**** EXTRACTED MATERIAL

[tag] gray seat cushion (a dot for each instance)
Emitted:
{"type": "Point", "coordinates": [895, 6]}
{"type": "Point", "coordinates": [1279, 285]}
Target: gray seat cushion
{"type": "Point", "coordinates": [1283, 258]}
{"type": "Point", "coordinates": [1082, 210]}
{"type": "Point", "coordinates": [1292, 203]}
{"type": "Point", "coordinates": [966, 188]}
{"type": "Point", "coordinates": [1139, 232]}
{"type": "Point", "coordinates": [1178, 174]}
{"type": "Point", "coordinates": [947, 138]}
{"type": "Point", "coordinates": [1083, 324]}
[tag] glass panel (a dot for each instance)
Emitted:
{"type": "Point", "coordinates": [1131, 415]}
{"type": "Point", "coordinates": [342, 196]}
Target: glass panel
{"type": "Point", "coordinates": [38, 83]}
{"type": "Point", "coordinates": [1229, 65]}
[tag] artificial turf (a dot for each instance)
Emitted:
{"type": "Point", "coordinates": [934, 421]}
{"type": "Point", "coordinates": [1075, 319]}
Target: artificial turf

********

WHAT YOU HAVE TO DO ▸ Give the material above again, word for word.

RESULT OF THE TASK ▸
[tag] gray seat cushion (a dot for each instance)
Emitted:
{"type": "Point", "coordinates": [895, 6]}
{"type": "Point", "coordinates": [1279, 285]}
Target: gray seat cushion
{"type": "Point", "coordinates": [1283, 258]}
{"type": "Point", "coordinates": [1082, 210]}
{"type": "Point", "coordinates": [1292, 203]}
{"type": "Point", "coordinates": [966, 188]}
{"type": "Point", "coordinates": [1139, 232]}
{"type": "Point", "coordinates": [1178, 174]}
{"type": "Point", "coordinates": [947, 138]}
{"type": "Point", "coordinates": [1083, 324]}
[tag] glass panel (a dot for each instance)
Emitted:
{"type": "Point", "coordinates": [1131, 415]}
{"type": "Point", "coordinates": [342, 196]}
Target: glass panel
{"type": "Point", "coordinates": [38, 83]}
{"type": "Point", "coordinates": [1229, 65]}
[tag] artificial turf (a dot for each instance)
Emitted:
{"type": "Point", "coordinates": [934, 421]}
{"type": "Point", "coordinates": [1075, 319]}
Target: artificial turf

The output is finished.